Not to put too fine a point to it, Partridge’s treatment of his sources
is, in general, not in conformity with twentieth-century scholarly practice.
He has no hesitation whatever about incorporating, en masse, into
a single dictionary published under his own name, the entire vocabularies
of dozens of other dictionaries on precisely similar subjects, with
minimum acknowledgment and no further improvement-at least in the
obsolete material (which is the greater part of all slang and argot)-than
that effected by a single alphabetical order, by the typographical confrontation
of many sources, and by his rather mannered paraphrasing
of their definitions, undertaken in the first place, as he plainly admits,
to evade copyright.

When, on the other hand, he observes certain similar but far less
sweeping appropriations of source material in bygone and less scrupulous
centuries, as in the use of definitions from Vaux’s glossary (London,
1818) in Pierce Egan’s Grose, A Classical Dictionary of the Vulgar Tongue
(London, 1823), Mr. Partridge--who has also edited Grose (London, 1931)
▬▬▬▬▬▬▬▬▬▬
> **Parts of the exercise**:
a - Answer these questions from the passage on Partridge's sources:
(i) According to the passage, why did Partridge paraphrase the definitions he took from other dictionaries?
(ii) In what year was Vaux's glossary published?
(iii) In what year was Pierce Egan's Grose, A Classical Dictionary of the Vulgar Tongue, published?
b - Select every line of the entries that contains the string "tree", with case counting.
The entries that follow have no connection to the passage on Partridge's sources.

> **Excerpted records**:
▬▬▬▬▬▬▬▬▬▬
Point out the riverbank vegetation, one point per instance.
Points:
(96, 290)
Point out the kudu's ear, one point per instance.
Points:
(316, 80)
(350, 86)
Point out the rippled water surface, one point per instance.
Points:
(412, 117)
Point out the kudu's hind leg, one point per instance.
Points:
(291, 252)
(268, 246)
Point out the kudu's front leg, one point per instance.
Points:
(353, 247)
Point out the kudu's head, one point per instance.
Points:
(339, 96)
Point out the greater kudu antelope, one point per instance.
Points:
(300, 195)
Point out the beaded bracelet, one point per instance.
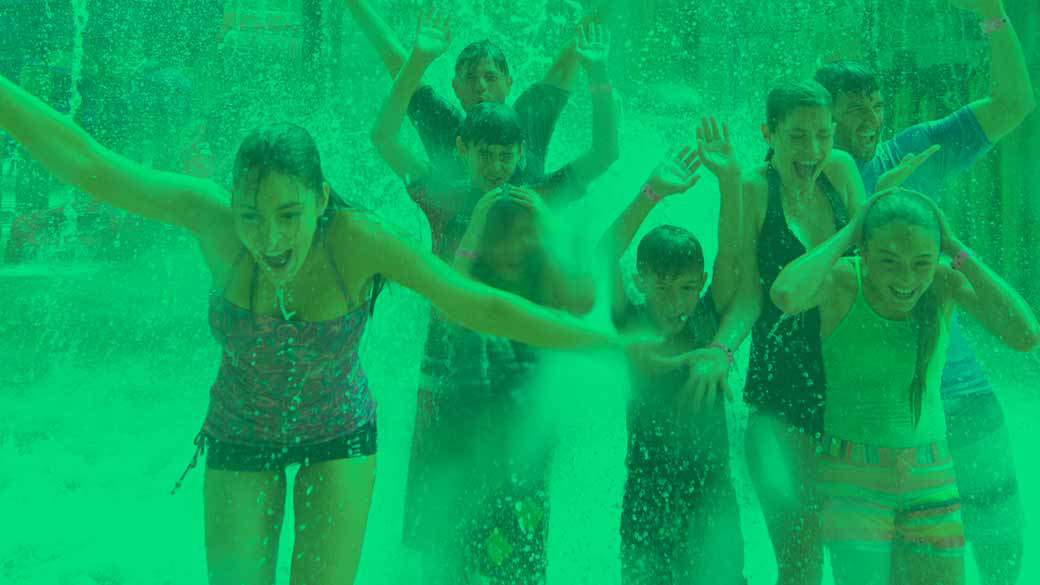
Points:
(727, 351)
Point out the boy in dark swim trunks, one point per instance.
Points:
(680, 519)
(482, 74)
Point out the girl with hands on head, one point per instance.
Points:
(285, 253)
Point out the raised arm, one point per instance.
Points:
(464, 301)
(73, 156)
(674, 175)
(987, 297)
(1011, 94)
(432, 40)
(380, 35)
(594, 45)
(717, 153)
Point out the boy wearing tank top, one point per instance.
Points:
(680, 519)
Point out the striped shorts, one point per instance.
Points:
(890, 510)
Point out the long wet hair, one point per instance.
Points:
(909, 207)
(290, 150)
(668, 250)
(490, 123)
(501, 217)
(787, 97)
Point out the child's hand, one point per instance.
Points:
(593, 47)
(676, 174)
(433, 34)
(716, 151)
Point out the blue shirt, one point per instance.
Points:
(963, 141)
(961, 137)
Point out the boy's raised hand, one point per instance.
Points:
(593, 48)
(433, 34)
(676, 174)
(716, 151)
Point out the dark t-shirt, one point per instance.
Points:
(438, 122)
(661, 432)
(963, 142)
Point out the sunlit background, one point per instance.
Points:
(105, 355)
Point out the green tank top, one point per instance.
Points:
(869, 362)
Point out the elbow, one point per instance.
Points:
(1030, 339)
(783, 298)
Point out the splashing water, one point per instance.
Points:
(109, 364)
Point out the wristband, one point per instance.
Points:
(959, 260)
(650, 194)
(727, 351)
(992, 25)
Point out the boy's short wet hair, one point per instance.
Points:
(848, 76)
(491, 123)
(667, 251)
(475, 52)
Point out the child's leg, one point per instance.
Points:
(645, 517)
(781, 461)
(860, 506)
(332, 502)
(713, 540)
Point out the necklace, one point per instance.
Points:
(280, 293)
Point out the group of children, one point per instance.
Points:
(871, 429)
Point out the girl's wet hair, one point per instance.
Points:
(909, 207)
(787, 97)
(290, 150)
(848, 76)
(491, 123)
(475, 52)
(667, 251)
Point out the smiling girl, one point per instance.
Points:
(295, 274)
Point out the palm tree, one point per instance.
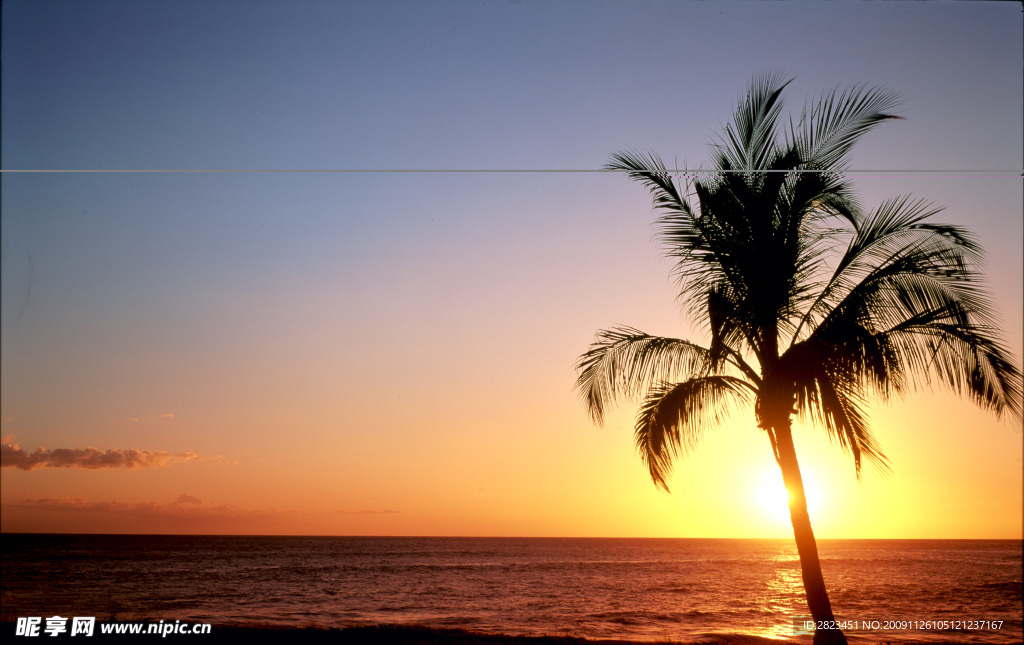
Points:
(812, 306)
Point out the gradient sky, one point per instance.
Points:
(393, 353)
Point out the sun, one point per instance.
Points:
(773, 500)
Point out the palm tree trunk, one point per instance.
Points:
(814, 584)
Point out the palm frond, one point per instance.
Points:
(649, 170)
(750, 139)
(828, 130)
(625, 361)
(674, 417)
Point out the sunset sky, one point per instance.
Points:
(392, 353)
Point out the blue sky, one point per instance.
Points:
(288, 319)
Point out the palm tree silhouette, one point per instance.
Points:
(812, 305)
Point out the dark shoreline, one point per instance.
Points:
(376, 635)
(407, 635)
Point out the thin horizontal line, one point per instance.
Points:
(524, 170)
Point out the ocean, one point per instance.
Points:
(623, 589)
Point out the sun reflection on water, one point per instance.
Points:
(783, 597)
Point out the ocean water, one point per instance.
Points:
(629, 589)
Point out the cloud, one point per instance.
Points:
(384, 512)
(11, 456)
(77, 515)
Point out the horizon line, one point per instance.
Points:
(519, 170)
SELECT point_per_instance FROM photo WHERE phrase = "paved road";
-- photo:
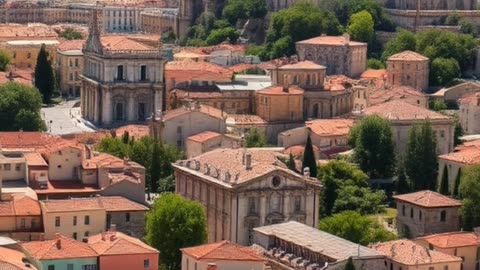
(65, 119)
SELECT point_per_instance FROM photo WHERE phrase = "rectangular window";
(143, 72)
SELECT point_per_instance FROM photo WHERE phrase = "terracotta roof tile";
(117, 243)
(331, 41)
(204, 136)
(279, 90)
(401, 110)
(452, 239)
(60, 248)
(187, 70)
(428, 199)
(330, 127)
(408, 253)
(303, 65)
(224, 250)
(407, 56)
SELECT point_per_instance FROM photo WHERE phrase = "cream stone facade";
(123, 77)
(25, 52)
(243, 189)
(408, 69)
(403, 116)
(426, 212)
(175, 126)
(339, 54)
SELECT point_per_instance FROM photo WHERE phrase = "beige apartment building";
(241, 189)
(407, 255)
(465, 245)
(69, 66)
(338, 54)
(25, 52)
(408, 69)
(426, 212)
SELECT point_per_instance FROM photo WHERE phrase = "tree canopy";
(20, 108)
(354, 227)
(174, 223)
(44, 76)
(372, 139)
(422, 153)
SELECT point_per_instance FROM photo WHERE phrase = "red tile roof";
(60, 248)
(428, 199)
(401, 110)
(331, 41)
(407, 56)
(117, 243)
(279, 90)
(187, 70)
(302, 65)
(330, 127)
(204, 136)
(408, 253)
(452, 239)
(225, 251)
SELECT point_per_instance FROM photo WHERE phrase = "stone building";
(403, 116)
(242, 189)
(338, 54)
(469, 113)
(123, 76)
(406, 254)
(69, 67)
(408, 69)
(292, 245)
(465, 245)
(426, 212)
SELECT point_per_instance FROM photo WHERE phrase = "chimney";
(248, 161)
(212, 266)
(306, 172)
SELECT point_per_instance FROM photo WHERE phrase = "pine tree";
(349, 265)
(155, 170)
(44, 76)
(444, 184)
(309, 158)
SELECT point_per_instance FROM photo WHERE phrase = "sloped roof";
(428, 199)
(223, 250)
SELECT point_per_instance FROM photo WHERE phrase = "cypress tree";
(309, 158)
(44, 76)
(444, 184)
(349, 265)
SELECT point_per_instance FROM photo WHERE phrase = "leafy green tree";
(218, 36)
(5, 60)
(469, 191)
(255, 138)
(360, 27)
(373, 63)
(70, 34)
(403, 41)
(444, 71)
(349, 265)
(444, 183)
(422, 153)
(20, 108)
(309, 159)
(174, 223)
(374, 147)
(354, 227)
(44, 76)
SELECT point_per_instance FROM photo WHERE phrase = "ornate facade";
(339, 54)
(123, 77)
▬▬▬▬▬▬▬▬▬▬
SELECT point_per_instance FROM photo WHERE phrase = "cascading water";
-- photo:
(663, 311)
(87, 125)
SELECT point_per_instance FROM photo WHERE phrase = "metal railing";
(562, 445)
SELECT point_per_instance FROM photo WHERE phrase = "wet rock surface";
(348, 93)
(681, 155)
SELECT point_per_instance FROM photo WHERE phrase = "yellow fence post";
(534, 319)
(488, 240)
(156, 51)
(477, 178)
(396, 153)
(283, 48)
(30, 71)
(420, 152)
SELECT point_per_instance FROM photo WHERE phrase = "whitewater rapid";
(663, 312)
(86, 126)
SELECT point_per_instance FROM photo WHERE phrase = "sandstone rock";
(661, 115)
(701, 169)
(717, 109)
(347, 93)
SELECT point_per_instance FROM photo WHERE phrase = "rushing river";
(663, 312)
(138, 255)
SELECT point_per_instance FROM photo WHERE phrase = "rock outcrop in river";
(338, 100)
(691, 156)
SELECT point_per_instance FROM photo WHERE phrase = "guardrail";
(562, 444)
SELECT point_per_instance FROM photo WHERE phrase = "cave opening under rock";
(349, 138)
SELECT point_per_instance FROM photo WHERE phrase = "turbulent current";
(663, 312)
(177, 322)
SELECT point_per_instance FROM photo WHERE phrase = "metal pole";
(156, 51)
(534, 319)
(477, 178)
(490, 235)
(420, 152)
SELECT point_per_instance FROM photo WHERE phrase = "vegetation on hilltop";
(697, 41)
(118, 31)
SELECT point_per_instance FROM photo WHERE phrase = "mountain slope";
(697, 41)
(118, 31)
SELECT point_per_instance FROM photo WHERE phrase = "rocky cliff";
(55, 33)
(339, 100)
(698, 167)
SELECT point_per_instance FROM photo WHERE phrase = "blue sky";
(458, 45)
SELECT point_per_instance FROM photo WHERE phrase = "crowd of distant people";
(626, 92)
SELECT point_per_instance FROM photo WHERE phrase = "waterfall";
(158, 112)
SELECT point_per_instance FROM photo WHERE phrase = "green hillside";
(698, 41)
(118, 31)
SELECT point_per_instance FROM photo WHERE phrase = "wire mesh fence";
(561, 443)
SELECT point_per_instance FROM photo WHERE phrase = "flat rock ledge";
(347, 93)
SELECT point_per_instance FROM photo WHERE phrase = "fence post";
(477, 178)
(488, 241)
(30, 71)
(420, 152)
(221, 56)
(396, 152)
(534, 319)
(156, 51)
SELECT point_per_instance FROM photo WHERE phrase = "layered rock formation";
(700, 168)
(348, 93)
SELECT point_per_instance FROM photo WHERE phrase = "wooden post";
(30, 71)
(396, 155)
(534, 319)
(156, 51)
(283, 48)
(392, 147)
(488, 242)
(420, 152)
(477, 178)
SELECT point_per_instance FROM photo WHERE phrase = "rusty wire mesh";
▬▬▬▬▬▬▬▬▬▬
> **Responses to the tasks**:
a -
(i) To evade copyright.
(ii) 1818.
(iii) 1823.

b -
Point out the palm tree, one point per instance.
Point out the palm tree trunk, one point per instance.
Point out the palm tree silhouette, one point per instance.
SELECT point_per_instance FROM photo WHERE phrase = "tree canopy";
SELECT point_per_instance FROM photo WHERE phrase = "pine tree";
SELECT point_per_instance FROM photo WHERE phrase = "cypress tree";
SELECT point_per_instance FROM photo WHERE phrase = "leafy green tree";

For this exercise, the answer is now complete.